> [Problem to work on]
All lines in the material below that hold "requires" should be found and copied.

> [Input for this task]
╔══

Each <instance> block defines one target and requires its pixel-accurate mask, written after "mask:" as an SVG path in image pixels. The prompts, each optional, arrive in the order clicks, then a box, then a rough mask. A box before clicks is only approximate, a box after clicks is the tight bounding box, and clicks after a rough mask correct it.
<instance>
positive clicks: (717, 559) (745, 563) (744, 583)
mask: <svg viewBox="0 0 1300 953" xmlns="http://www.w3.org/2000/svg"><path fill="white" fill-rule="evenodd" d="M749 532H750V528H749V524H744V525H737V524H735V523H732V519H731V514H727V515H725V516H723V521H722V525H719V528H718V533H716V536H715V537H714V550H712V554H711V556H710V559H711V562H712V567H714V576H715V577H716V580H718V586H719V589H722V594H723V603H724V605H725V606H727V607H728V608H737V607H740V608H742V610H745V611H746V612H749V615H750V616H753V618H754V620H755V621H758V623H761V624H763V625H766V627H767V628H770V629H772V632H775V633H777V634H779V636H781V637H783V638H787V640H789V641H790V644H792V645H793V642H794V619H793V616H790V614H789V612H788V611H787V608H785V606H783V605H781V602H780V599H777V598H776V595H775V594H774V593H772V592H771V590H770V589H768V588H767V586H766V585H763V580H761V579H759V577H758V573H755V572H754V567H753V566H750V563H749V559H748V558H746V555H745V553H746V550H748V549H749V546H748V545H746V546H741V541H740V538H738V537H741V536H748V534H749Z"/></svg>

╚══
╔══

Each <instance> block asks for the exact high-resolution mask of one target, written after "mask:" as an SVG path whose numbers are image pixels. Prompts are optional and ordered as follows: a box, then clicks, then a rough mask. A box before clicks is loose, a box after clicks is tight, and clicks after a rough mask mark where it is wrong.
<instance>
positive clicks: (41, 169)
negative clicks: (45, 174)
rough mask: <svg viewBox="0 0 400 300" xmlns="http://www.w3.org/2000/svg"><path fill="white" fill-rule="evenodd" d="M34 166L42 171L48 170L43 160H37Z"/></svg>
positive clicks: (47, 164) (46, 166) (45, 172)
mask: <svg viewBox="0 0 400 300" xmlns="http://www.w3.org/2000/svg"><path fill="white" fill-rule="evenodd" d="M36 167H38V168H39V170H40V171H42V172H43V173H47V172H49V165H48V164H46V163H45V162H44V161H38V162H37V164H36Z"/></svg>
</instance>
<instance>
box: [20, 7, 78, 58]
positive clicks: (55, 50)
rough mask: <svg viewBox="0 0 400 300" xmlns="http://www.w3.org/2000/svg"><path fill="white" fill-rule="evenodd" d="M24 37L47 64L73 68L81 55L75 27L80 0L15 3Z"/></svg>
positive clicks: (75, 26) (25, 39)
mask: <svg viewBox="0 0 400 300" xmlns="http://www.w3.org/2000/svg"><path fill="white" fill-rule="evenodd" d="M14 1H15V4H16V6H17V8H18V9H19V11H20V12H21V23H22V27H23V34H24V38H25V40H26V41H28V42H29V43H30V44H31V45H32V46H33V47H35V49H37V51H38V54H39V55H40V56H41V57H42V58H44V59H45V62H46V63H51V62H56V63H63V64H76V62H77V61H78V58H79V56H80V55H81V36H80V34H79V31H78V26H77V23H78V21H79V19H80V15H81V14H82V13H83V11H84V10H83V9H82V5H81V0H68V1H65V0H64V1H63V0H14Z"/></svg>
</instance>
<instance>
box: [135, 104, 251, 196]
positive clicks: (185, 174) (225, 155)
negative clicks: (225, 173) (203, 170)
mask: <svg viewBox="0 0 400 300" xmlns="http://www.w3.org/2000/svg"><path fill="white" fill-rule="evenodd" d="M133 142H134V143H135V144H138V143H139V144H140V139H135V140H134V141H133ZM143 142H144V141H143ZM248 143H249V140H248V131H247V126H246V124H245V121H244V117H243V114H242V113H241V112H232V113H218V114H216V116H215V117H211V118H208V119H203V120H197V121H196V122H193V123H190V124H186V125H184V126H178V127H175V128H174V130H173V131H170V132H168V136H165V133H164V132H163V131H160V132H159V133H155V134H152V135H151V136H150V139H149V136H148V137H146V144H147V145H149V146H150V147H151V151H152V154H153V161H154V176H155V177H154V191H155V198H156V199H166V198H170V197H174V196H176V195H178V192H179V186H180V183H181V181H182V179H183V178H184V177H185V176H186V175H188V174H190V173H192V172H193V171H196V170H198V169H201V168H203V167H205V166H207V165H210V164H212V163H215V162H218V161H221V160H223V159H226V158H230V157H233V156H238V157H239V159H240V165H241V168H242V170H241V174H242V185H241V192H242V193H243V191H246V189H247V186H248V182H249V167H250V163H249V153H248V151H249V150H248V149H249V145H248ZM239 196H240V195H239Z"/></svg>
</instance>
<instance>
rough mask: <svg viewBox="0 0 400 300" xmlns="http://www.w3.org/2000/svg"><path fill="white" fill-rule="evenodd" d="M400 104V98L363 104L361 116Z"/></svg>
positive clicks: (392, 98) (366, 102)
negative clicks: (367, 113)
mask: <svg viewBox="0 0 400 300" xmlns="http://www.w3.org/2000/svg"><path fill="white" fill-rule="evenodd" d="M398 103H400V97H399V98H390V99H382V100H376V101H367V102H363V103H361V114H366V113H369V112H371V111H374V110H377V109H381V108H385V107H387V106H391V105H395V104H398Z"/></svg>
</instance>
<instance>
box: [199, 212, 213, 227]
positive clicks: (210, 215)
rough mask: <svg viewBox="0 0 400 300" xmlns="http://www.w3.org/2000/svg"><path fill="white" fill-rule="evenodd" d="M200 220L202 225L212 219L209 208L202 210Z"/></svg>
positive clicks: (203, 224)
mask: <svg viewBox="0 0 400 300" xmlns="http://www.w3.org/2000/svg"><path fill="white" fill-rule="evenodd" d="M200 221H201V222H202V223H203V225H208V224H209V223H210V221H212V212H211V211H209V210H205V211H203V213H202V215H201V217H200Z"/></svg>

╚══
╔══

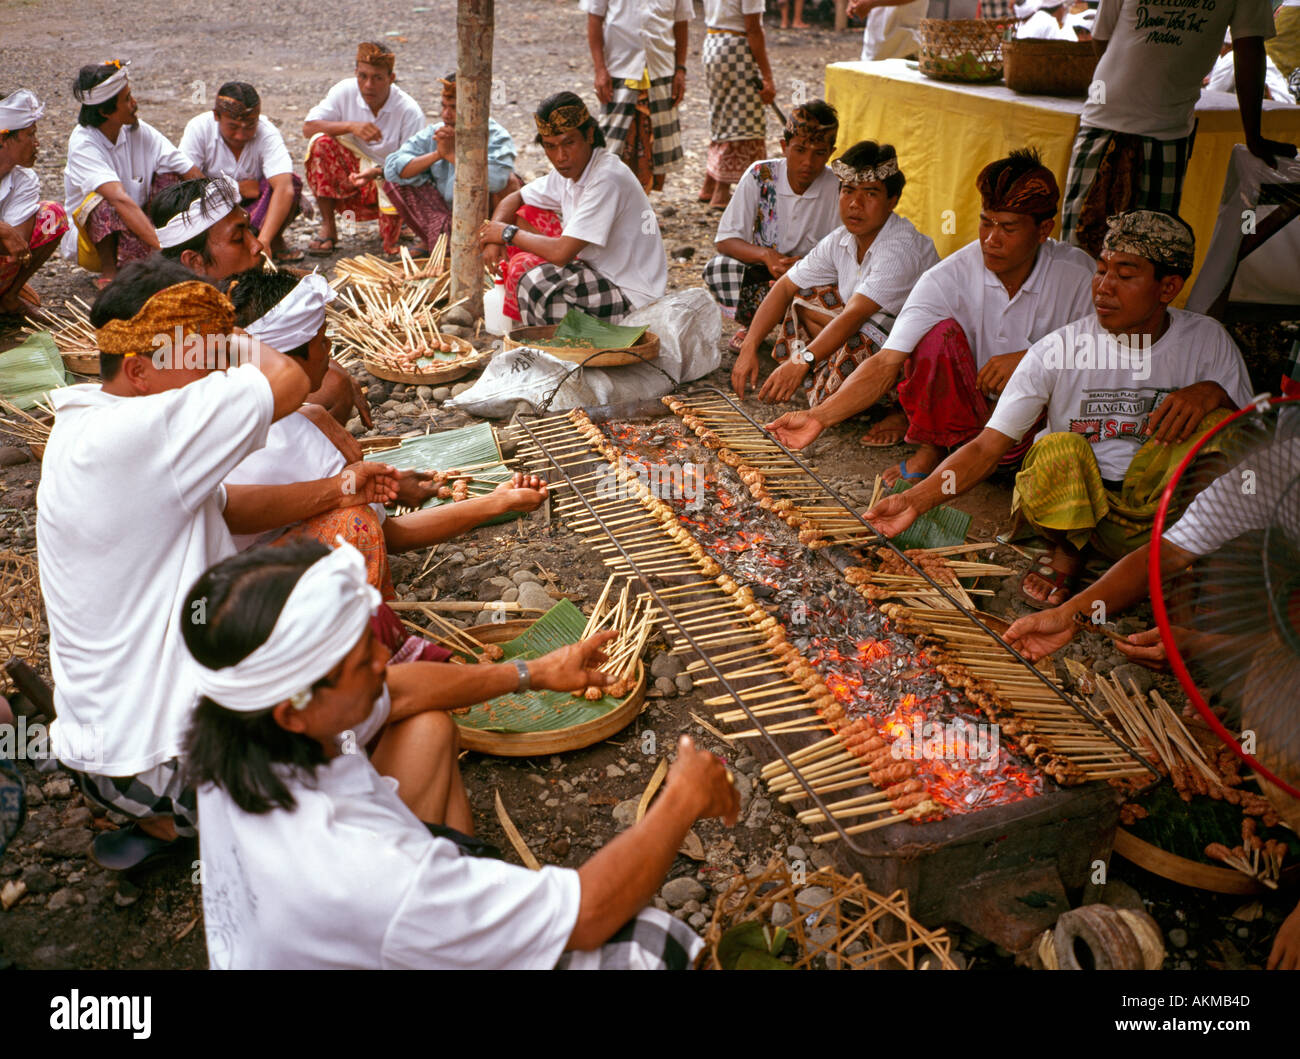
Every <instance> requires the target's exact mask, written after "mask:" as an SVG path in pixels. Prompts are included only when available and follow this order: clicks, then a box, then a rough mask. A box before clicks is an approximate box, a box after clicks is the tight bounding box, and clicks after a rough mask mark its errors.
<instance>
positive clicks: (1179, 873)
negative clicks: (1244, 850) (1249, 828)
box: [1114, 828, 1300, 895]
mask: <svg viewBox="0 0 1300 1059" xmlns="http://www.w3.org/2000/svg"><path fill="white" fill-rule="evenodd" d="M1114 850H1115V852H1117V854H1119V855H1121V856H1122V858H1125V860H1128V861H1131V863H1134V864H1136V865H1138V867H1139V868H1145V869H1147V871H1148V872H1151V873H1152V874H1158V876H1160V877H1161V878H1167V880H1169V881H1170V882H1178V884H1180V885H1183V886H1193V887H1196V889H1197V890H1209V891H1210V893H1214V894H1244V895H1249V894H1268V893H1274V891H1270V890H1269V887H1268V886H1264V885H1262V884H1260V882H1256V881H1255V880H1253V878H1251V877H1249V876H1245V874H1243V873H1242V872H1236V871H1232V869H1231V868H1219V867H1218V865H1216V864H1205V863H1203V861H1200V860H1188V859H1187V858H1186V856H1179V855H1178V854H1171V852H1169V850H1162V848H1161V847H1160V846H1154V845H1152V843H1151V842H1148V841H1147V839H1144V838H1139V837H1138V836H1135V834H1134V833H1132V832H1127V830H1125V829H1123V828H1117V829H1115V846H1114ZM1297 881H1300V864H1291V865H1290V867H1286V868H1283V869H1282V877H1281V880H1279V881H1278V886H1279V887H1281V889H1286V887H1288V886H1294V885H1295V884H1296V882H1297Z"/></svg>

╚══

> [Solution]
Each <instance> block defines one target and requires its pixel-accurate mask, written after "mask:" as an SVG path in image pixels. The prompts, each optional, arrive in the order clicks, then a box, then a rough mask. A box before clicks is only approximate, a box after clicks is the tight bounding box, and clicks after a rough mask correct it.
Every <instance> requires the target's exact mask, written after "mask:" as an SVG path in pixels. Prompts are included only when available and follow this order: clicks, then a box, then a rough mask. A box before clicks is an approximate box, a box after clicks is the tight bounding box, and clicks after a rough mask mark its errors.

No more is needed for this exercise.